Work order>
Where in the listing does the string "saddle" appear? Copy every line that holds it.
BEGIN
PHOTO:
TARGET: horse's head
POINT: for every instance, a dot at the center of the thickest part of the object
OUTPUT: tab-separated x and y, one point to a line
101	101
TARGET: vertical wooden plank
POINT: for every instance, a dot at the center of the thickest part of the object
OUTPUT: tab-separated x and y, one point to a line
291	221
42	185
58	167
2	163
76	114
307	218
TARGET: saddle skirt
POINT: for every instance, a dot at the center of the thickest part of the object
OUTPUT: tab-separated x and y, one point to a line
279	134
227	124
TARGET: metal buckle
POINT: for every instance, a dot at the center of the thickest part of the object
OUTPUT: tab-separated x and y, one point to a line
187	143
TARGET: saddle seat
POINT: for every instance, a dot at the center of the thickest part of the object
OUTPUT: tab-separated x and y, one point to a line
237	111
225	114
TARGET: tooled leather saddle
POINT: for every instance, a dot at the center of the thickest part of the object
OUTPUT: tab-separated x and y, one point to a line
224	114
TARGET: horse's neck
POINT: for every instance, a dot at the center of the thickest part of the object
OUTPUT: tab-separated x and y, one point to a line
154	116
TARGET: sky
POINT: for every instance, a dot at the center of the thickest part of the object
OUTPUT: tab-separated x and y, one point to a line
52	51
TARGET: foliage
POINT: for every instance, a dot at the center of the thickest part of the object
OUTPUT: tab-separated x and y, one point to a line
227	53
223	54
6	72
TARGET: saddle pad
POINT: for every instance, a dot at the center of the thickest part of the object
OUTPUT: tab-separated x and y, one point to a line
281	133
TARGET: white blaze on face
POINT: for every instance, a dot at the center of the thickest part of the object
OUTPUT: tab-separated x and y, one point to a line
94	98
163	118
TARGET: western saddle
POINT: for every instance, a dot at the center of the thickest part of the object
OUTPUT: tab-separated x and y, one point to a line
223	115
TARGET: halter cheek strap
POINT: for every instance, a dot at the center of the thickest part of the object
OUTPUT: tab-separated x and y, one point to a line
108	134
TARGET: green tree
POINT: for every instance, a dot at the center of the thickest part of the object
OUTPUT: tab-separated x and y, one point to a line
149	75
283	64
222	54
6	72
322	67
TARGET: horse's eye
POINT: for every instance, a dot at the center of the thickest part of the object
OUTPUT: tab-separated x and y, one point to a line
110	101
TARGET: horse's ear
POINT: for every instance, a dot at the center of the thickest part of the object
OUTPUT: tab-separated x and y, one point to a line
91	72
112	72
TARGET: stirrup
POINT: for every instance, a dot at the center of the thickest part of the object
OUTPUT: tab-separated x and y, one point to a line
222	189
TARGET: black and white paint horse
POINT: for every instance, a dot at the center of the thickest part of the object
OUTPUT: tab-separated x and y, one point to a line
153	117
END
Task response>
TARGET: saddle skirt
TARGET: saddle seat
TARGET: tooled leather saddle
TARGET: saddle pad
TARGET: western saddle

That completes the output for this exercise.